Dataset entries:
>>>>
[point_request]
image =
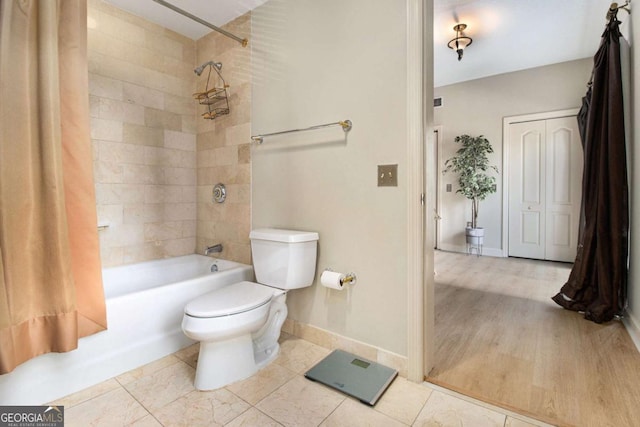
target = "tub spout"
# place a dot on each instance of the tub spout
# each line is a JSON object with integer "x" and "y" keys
{"x": 213, "y": 249}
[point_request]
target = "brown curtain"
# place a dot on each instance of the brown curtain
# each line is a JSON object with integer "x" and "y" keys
{"x": 50, "y": 274}
{"x": 597, "y": 284}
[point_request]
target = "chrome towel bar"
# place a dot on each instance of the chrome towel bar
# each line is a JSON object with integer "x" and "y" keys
{"x": 345, "y": 124}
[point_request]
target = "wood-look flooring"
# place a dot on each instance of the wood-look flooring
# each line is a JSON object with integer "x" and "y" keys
{"x": 501, "y": 339}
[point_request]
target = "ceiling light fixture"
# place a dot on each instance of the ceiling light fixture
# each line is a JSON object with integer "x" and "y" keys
{"x": 461, "y": 41}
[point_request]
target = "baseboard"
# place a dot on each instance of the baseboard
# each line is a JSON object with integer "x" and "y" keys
{"x": 633, "y": 328}
{"x": 493, "y": 252}
{"x": 333, "y": 341}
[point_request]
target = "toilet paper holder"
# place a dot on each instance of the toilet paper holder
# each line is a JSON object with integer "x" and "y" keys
{"x": 349, "y": 278}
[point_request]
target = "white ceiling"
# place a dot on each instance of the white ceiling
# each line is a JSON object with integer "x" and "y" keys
{"x": 508, "y": 35}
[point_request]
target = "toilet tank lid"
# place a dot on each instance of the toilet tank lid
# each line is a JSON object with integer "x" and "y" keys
{"x": 280, "y": 235}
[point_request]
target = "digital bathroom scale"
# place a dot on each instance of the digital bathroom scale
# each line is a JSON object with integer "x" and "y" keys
{"x": 360, "y": 378}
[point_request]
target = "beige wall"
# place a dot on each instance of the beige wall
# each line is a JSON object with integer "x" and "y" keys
{"x": 320, "y": 62}
{"x": 223, "y": 147}
{"x": 143, "y": 132}
{"x": 633, "y": 142}
{"x": 477, "y": 107}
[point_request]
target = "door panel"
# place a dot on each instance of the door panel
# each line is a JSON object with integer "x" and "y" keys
{"x": 564, "y": 188}
{"x": 545, "y": 158}
{"x": 526, "y": 202}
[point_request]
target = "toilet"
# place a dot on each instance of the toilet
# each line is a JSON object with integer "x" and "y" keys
{"x": 238, "y": 326}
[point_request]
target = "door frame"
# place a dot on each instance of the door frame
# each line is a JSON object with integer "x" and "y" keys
{"x": 420, "y": 278}
{"x": 506, "y": 122}
{"x": 436, "y": 183}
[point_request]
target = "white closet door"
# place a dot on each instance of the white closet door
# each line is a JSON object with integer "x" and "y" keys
{"x": 527, "y": 190}
{"x": 545, "y": 160}
{"x": 564, "y": 188}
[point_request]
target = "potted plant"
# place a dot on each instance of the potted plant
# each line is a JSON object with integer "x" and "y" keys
{"x": 471, "y": 163}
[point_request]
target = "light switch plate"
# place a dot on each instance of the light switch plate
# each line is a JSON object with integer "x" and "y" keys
{"x": 387, "y": 175}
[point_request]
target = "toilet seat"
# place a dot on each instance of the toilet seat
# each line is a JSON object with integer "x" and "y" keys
{"x": 232, "y": 299}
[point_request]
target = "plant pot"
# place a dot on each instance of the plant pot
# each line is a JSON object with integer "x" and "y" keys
{"x": 475, "y": 236}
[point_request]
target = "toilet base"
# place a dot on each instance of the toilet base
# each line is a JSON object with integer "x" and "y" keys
{"x": 217, "y": 369}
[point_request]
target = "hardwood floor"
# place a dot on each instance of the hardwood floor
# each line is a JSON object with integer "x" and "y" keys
{"x": 501, "y": 339}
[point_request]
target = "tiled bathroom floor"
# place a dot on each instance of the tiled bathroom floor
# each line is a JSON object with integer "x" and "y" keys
<<<<
WHAT NEEDS TO BE DONE> From the records above, pull every line that carries the word "panel".

EXPECTED ANSWER>
target = "door panel"
# place a dot on each instance of the door panel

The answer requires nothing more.